Collected data entries
================

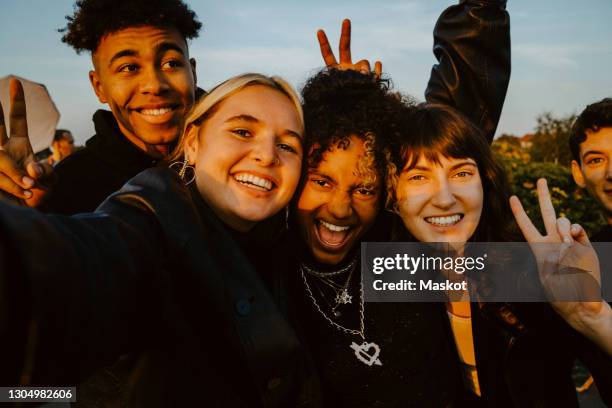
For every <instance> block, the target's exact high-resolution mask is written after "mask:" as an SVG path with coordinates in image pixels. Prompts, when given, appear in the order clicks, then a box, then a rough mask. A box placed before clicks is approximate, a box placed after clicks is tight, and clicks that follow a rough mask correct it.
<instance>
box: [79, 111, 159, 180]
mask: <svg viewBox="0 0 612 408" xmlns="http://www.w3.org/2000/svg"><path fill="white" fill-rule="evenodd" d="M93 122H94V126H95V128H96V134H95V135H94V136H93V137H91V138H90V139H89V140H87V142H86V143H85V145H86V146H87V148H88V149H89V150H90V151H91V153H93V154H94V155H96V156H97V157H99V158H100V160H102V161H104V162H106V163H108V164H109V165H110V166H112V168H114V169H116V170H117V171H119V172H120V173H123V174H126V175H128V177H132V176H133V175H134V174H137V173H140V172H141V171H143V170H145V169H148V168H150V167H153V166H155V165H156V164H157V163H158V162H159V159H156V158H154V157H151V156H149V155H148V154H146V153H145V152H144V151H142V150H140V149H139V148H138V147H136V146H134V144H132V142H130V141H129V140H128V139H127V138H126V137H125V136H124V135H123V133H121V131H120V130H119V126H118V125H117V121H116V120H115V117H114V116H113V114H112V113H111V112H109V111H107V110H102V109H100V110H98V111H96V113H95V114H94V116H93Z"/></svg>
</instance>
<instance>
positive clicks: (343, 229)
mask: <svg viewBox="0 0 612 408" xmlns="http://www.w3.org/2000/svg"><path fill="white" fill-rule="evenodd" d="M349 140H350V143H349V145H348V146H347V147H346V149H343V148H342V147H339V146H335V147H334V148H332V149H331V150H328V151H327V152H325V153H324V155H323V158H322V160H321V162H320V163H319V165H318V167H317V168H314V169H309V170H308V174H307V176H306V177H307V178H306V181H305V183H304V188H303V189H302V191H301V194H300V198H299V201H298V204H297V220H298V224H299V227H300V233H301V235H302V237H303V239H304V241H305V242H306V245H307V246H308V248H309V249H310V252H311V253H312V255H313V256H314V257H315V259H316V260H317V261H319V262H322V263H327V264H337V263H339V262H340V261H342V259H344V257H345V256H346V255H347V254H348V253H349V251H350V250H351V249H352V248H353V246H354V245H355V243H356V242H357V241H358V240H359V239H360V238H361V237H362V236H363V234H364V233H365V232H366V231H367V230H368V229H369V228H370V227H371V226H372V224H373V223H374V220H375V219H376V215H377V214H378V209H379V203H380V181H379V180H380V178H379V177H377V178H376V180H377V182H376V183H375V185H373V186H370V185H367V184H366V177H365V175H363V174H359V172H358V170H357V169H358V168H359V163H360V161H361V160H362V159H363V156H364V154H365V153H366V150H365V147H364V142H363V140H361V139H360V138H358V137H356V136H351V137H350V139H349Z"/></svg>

================

TASK BRIEF
Where does the word "instance" appear in the records above? Return every line that holds it.

SOLVED EXERCISE
For every <instance> block, the target's exact high-resolution mask is written after "mask:" as an SVG path with coordinates in image pixels. Prompts, when given, appear in the order clicks, then a box, then a rough mask. A box placed before clicks is approximate, a box placed after clicks is tight, and clicks that follow a rough mask correct it.
<instance>
</instance>
<instance>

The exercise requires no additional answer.